■ What is required: Rewrite the stretch from the line containing "of the utility" through the end of the data below, swapping "concrete block" for "cinder block" and leaving everything else unchanged.

■ Given records:
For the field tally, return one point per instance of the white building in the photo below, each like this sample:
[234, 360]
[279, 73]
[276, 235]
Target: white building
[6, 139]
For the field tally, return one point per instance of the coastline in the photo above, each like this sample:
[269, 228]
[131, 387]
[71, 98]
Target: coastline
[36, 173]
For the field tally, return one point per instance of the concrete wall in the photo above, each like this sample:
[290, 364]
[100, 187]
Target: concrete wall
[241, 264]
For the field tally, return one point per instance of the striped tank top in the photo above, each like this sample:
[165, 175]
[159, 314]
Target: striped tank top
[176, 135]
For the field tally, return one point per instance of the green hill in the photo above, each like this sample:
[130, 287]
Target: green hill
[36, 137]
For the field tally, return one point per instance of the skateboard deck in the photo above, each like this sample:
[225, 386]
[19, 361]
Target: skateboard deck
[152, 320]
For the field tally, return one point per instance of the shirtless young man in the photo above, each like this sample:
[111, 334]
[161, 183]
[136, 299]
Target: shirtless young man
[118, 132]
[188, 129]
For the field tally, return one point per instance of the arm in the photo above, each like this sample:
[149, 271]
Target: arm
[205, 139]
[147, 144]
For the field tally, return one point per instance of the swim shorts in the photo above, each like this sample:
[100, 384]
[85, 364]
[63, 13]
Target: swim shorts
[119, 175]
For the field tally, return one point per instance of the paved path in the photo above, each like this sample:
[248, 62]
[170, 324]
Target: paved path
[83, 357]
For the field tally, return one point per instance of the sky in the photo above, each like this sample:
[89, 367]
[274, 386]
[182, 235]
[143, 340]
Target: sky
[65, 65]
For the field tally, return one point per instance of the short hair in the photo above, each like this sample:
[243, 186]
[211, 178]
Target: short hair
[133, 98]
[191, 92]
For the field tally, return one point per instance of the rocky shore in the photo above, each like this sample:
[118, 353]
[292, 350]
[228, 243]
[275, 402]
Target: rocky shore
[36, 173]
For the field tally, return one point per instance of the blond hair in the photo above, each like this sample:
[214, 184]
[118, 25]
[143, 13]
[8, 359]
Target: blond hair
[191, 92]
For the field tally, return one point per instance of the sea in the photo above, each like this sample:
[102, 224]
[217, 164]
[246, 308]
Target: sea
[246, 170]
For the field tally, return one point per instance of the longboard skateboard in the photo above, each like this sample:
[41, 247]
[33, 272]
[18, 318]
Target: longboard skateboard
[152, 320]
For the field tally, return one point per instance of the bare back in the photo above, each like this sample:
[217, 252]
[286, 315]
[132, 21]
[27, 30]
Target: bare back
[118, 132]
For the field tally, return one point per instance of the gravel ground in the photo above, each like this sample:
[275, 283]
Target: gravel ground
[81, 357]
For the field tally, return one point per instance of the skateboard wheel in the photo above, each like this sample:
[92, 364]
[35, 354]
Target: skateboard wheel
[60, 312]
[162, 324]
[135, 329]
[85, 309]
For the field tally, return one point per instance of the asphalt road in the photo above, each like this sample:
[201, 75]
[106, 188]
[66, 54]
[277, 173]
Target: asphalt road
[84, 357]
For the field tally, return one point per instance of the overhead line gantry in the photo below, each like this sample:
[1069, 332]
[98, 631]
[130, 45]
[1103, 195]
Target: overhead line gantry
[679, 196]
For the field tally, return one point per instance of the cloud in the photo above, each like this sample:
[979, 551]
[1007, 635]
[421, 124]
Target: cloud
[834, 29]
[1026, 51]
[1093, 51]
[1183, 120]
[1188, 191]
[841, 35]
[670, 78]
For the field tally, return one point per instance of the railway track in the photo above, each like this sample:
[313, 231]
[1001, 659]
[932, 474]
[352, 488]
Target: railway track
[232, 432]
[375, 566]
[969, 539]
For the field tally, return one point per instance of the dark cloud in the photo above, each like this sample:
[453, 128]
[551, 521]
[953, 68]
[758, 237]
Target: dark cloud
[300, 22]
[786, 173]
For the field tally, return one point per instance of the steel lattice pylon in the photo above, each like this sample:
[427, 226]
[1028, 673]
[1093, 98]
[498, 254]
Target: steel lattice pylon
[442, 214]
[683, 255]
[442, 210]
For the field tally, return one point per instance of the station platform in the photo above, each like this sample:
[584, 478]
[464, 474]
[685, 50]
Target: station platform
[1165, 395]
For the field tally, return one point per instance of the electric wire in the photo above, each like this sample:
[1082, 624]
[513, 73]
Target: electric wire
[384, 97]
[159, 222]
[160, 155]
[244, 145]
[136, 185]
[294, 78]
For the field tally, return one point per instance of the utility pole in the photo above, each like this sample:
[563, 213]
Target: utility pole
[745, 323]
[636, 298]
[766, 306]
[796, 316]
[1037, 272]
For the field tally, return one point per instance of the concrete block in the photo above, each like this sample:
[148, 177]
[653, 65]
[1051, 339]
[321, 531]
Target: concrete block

■ Exercise solution:
For the field tally, return one point per instance of the utility pole in the photo above, each like this sample:
[563, 213]
Target: utility pole
[745, 323]
[636, 298]
[766, 306]
[796, 316]
[1037, 272]
For the field tally, return one point per instance of the cinder block in the photo above, each like this sample:
[148, 177]
[653, 65]
[1051, 339]
[321, 531]
Target: cinder block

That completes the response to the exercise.